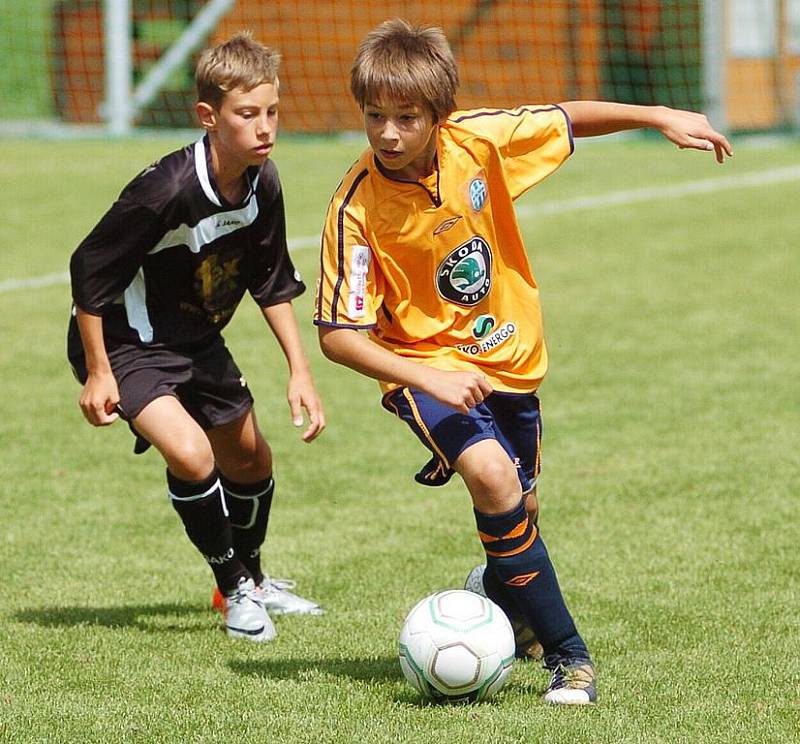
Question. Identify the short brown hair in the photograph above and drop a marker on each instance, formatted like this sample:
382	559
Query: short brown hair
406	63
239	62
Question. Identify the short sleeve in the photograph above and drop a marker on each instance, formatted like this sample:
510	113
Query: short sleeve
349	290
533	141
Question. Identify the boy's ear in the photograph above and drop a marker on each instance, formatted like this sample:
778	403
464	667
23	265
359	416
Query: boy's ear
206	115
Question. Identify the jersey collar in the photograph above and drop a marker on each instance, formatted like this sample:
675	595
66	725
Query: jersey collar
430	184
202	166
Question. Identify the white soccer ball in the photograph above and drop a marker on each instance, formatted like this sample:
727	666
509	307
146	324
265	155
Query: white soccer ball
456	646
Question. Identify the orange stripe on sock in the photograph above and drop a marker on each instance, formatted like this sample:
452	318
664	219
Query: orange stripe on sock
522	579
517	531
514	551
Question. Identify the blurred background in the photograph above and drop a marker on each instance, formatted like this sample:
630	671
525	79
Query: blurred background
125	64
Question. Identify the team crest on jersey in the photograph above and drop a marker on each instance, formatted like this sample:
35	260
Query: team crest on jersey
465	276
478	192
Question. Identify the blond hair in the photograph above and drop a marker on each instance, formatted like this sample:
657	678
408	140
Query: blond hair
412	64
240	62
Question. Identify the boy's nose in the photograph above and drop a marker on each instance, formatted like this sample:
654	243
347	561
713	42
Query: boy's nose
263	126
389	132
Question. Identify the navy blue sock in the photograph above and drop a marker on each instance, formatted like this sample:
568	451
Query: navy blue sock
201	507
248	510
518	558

...

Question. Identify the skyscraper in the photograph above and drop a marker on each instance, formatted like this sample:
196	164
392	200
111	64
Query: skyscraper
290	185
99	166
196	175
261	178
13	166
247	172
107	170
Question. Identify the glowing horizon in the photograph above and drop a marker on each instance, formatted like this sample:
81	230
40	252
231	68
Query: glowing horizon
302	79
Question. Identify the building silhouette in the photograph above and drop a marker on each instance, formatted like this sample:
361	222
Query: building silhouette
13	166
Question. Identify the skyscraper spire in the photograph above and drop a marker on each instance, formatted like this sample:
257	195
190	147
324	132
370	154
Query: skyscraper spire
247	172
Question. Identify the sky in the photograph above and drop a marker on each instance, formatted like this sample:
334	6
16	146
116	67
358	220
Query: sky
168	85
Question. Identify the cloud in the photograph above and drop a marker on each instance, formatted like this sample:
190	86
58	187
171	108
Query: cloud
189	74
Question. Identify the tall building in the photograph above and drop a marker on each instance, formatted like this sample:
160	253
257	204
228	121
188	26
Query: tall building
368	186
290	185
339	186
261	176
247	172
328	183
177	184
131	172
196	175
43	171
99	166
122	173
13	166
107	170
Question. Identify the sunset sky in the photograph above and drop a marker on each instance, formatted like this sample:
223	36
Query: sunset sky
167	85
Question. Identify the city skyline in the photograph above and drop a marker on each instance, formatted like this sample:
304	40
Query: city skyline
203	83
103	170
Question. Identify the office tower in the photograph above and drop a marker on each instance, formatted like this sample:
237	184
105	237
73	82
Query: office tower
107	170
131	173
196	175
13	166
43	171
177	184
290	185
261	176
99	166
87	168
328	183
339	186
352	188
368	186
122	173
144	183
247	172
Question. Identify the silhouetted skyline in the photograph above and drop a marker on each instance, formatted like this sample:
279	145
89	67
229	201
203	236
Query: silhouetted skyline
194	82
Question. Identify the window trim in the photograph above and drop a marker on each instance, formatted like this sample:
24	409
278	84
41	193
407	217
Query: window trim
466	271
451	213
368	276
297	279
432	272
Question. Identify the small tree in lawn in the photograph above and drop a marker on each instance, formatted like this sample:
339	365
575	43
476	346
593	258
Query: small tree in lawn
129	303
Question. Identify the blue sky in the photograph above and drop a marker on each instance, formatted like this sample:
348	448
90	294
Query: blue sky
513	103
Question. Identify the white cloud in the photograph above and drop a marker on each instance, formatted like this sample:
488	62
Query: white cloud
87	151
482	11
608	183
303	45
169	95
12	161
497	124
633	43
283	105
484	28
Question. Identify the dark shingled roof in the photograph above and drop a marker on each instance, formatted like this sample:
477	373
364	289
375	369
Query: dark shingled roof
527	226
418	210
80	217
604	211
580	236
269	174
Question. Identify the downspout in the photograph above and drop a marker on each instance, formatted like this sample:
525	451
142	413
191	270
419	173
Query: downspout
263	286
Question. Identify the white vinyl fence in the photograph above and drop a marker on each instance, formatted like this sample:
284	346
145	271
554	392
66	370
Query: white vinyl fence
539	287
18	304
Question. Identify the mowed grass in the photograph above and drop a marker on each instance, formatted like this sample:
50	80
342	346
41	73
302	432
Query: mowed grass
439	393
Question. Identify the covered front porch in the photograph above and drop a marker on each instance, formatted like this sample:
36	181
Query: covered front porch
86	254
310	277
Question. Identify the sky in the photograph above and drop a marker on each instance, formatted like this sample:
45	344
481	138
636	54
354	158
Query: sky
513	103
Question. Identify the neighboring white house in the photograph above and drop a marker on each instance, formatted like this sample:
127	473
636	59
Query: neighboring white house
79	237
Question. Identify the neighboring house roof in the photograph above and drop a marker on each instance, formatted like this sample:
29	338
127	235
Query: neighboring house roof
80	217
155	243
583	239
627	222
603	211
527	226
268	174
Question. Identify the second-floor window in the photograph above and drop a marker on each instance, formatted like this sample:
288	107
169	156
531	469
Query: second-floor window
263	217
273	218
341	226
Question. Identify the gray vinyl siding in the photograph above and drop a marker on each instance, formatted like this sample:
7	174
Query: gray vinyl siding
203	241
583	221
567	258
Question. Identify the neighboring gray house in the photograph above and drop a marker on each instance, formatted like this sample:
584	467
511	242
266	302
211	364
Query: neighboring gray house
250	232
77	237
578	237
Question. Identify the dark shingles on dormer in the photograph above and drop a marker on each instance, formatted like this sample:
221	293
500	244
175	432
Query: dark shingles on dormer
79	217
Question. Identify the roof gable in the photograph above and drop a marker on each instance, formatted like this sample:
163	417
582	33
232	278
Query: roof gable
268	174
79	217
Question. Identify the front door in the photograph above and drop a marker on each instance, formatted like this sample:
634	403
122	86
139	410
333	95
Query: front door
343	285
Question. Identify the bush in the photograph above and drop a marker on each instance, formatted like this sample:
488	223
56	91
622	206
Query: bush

...

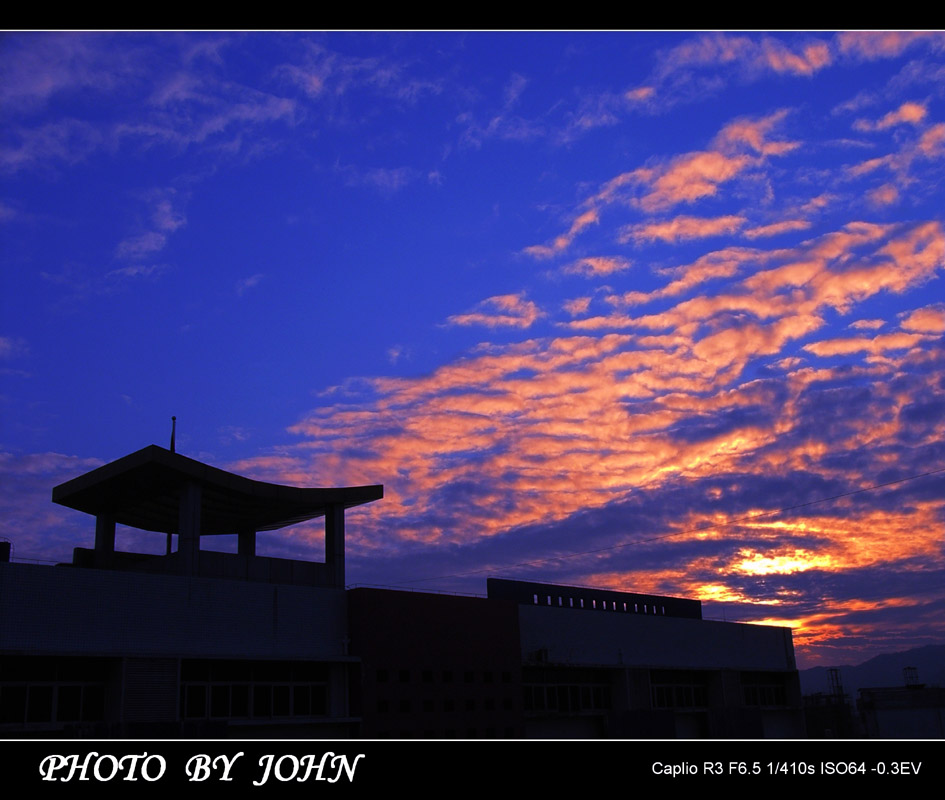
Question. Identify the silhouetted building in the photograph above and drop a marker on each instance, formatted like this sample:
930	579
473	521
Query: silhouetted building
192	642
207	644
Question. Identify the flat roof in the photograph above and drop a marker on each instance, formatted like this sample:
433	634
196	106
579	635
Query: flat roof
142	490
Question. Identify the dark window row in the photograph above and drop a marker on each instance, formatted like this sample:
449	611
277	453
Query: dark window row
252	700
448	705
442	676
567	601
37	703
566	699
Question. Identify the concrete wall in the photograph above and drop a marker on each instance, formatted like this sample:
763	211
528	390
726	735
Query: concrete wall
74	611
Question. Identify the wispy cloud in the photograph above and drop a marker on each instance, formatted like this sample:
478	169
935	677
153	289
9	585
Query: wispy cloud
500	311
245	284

AIM OF THE TASK:
Scan the data for lines with the word "bush". Report only how many there are.

TASK RESULT:
2